Excerpt:
========
Last week in Mexico, Central America, and the Caribbean, political violence remained high. In El Salvador and Mexico, targeted attacks perpetrated by armed men against civil servants and candidates running in the upcoming elections continued. In Haiti, a jailbreak of over 200 inmates led to the escape of the leader of the Village de Dieu gang, who was subsequently chased and killed by law enforcement. In Cuba, political repression of opposition led to an ‘act of repudiation’ against a member of the San Isidro Movement and an attack against a representative of the Patriotic Union of Cuba (UNPACU).
Last week in El Salvador, candidates in the municipal and legislative elections scheduled for 28 February continued to be the targets of attacks perpetrated by armed men. On 21 February, the mayor of the Nueva Esparta municipality was attacked by unidentified armed assailants in a drive-by shooting. The mayor is a representative of the Nationalist Republican Alliance (ARENA), a right-wing party that won the second plurality of votes in the last 2019 presidential elections (EFE, 12 February 2019). According to the victim, the attack might have been perpetrated by members of rival political parties that seek to prevent his re-election (Elsalvador.com, 22 February 2021). Meanwhile, in the Santa Ana municipality, a group of people threw stones at members of the Farabundo Marti National Liberation Front (FMLN) during a party rally. The FMLN was formed in 1980 as a coalition of left-wing guerilla groups, and was one of the main actors in the civil war. According to members of this party, this incident is part of a series of targeted attacks against its representatives. This latest attack comes a month after a shooting perpetrated by a gunman at an FMLN political rally in San Salvador (El Mundo, 20 February 2021). President Nayib Bukele alleges that the FMLN staged the shooting in a bid to garner sympathy ahead of the upcoming elections. He has held the ARENA and FMLN parties publicly responsible for violence and social inequality in the country, thus contributing to political tensions (The Tico Times, 5 February 2021; Al Jazeera, 8 February 2021). In the month prior to the election, ACLED has recorded at least three attacks against members of these political parties.
========
Directive A:
According to the excerpt on political violence, on what date are El Salvador's municipal and legislative elections scheduled?
Directive B:
Decide whether each statement agrees with the excerpt on political violence, and answer yes or no, quoting the words of the excerpt that settle it: (i) The FMLN began in 1980 as a coalition of left-wing guerilla groups. (ii) The jailbreak in Haiti involved fewer than 100 inmates. (iii) In the Santa Ana municipality, stones were thrown at ARENA members during a party rally.
========
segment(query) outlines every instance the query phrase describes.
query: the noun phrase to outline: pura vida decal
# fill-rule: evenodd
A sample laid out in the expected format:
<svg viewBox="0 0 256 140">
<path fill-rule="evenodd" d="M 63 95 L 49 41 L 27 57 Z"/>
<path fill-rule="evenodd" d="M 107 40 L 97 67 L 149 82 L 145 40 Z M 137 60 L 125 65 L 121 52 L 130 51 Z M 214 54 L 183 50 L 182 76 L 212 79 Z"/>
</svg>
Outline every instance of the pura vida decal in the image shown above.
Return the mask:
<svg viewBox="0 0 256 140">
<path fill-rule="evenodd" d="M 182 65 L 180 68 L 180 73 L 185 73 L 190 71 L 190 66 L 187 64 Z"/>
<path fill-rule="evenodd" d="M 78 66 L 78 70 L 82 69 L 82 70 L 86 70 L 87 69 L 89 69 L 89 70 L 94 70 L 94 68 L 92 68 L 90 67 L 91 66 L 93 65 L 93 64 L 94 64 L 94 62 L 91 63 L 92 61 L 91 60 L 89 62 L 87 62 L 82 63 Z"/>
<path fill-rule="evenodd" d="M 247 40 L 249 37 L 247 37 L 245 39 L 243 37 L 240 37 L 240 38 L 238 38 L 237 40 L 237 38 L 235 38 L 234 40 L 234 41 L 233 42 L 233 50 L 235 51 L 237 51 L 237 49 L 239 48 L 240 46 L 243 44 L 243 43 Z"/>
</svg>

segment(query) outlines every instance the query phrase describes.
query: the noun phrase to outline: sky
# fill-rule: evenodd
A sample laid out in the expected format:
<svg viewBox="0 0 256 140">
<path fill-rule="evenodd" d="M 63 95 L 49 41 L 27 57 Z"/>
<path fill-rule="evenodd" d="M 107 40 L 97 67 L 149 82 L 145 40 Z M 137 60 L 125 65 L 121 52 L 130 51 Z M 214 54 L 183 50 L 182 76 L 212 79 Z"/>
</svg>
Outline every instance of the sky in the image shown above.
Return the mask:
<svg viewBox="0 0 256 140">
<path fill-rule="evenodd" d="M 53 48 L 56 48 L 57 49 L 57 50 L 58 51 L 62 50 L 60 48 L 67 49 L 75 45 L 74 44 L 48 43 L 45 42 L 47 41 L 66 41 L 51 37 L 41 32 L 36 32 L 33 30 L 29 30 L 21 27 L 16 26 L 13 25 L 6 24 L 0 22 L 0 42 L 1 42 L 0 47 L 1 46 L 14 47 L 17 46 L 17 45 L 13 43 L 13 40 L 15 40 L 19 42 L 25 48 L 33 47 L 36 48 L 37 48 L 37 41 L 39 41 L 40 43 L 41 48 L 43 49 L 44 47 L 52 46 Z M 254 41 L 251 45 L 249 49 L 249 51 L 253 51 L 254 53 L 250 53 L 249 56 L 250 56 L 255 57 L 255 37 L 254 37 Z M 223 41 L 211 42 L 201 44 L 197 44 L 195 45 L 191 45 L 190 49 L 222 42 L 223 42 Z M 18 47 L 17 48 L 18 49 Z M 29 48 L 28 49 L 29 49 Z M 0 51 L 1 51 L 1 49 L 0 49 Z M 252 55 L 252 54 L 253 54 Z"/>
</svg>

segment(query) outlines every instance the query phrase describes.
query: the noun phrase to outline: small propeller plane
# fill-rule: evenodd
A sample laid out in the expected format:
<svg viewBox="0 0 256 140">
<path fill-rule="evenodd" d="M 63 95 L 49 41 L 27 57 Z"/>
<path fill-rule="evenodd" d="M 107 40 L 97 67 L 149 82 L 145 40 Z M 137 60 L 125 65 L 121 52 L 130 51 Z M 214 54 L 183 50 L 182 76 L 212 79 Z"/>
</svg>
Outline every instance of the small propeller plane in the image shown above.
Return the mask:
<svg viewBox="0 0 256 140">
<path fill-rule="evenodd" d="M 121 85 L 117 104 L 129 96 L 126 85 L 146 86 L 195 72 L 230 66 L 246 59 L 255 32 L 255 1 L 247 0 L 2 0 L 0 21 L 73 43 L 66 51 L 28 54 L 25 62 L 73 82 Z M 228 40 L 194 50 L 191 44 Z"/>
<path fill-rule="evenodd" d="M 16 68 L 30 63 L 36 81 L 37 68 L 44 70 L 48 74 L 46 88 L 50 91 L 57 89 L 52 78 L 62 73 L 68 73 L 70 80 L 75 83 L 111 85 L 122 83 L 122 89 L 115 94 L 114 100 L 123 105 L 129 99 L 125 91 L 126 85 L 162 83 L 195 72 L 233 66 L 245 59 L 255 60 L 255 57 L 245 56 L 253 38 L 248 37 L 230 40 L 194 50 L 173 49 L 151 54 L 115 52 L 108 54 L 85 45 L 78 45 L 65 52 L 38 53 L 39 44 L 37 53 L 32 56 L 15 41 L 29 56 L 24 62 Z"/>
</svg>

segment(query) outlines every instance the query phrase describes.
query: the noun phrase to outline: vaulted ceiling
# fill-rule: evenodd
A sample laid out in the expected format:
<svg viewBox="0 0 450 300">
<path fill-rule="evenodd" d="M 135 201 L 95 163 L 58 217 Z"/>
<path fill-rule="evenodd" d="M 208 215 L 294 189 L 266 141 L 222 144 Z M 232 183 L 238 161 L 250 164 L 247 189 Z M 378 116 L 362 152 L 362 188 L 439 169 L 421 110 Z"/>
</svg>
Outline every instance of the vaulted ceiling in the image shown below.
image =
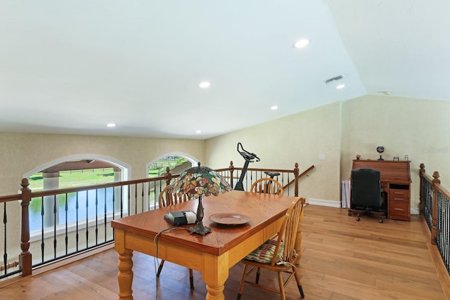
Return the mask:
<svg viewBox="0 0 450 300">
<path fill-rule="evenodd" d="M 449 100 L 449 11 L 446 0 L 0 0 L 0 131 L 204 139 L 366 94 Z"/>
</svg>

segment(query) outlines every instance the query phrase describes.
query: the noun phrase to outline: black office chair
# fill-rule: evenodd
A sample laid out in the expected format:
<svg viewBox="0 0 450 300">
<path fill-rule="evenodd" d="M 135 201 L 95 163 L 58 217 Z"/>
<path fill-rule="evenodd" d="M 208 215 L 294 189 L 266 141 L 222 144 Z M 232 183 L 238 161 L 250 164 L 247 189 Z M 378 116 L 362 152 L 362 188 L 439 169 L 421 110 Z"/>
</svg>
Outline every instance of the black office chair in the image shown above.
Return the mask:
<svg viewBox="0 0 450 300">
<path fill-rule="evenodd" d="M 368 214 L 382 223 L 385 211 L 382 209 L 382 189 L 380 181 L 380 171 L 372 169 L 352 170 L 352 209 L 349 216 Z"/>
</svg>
========
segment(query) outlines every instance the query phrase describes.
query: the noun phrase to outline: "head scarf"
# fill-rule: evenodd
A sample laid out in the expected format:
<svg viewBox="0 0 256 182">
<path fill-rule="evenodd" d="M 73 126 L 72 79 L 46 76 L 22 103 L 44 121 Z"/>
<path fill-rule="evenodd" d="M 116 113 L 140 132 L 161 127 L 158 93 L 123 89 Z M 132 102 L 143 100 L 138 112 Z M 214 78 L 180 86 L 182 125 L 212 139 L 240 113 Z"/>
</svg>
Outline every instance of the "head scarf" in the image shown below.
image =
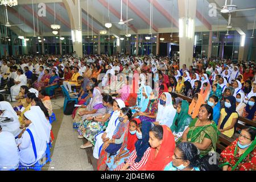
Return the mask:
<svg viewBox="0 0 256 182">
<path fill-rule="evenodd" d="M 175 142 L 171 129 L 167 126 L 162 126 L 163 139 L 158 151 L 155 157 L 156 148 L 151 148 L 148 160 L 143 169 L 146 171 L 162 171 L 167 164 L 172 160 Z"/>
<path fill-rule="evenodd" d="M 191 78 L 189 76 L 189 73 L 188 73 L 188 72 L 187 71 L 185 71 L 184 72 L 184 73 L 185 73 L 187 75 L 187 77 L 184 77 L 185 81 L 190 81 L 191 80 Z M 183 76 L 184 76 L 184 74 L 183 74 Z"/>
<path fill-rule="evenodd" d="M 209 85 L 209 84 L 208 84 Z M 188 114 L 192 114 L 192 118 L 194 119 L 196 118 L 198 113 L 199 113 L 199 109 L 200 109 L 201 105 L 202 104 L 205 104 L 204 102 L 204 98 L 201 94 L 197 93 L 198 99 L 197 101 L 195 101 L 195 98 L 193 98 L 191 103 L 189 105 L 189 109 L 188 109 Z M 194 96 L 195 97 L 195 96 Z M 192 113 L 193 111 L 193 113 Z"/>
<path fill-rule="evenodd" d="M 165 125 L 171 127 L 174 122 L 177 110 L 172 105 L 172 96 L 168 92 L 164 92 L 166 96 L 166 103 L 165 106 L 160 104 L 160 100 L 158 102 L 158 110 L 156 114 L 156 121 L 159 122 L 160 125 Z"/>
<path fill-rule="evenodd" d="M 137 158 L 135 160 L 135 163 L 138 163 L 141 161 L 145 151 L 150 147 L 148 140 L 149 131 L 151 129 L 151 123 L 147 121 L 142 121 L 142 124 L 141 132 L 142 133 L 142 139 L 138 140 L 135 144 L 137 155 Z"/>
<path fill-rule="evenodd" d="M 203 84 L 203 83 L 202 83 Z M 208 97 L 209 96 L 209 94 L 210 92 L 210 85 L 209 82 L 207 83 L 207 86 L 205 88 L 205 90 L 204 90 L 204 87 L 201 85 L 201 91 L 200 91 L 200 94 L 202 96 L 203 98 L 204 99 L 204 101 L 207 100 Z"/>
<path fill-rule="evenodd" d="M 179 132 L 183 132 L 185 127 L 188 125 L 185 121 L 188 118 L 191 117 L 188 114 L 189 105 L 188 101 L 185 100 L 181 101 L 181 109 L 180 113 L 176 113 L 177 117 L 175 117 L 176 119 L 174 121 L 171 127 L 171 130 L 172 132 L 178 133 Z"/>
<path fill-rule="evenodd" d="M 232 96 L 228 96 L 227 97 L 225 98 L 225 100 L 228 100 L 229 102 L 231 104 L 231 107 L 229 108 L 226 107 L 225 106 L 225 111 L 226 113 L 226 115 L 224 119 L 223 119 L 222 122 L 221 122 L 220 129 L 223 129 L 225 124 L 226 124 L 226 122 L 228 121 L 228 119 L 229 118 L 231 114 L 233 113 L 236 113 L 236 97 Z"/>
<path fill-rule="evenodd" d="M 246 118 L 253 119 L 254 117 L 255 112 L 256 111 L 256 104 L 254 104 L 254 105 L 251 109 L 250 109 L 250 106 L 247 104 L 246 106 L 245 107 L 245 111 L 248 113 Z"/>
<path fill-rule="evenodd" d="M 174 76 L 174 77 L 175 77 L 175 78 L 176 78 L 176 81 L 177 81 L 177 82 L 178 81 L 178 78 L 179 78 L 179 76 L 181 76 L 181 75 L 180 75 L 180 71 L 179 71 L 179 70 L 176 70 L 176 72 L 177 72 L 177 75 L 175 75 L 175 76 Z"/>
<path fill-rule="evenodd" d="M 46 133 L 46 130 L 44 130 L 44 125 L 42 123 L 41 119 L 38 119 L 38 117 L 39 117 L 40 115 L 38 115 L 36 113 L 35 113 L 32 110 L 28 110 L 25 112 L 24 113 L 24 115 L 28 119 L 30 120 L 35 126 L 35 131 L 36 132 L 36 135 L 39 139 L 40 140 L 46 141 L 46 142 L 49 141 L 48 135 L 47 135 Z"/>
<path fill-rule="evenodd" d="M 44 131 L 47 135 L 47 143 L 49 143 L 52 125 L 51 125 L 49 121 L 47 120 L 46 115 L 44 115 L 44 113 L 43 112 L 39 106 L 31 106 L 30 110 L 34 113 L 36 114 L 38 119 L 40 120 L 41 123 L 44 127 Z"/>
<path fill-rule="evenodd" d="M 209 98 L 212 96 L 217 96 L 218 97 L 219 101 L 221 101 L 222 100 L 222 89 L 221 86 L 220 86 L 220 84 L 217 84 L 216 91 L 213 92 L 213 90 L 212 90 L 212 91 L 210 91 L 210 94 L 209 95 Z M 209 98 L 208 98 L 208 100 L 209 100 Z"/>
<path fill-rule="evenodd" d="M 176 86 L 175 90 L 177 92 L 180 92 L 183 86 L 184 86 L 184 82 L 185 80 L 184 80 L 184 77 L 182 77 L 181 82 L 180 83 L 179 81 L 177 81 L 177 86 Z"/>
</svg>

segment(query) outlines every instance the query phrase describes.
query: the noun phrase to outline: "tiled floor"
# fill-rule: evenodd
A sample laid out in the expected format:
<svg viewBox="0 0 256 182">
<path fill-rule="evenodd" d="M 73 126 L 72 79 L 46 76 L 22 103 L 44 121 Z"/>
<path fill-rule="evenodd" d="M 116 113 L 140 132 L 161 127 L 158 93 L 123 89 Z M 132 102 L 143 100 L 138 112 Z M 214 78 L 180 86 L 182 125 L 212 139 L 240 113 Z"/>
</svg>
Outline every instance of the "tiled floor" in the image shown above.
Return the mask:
========
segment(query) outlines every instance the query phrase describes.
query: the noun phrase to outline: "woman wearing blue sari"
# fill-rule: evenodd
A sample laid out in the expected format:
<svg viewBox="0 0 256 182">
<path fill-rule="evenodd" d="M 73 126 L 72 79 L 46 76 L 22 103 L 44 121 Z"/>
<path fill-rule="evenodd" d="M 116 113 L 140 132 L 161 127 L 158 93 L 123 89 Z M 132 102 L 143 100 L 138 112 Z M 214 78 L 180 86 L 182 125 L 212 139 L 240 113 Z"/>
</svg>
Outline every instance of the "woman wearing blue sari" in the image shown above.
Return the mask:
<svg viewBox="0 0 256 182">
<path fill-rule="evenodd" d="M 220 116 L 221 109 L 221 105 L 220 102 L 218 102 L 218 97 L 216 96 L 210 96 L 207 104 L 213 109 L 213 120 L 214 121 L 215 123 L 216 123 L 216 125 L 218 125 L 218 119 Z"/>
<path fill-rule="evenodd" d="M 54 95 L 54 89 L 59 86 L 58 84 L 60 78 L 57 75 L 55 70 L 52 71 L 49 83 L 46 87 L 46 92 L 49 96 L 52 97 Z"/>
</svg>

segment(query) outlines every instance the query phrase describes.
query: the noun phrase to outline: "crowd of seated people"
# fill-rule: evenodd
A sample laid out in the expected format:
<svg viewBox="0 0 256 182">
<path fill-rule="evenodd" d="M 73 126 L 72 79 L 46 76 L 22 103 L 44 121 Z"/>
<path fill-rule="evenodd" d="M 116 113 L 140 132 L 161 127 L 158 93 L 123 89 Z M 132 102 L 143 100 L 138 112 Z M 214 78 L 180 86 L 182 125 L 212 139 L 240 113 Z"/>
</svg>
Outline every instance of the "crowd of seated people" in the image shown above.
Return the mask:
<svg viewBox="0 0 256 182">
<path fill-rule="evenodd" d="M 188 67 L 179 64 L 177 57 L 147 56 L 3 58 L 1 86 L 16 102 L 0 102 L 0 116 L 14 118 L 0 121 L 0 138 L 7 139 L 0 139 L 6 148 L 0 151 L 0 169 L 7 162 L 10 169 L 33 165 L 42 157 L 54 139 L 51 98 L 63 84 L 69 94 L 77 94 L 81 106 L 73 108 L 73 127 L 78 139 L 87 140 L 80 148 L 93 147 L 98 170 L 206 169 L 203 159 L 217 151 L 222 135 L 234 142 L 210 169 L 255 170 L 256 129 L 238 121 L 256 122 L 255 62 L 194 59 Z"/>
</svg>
========
Correct output A:
28 February

Correct output B:
(i) Yes: "The FMLN was formed in 1980 as a coalition of left-wing guerilla groups"
(ii) No: "a jailbreak of over 200 inmates"
(iii) No: "a group of people threw stones at members of the Farabundo Marti National Liberation Front (FMLN) during a party rally"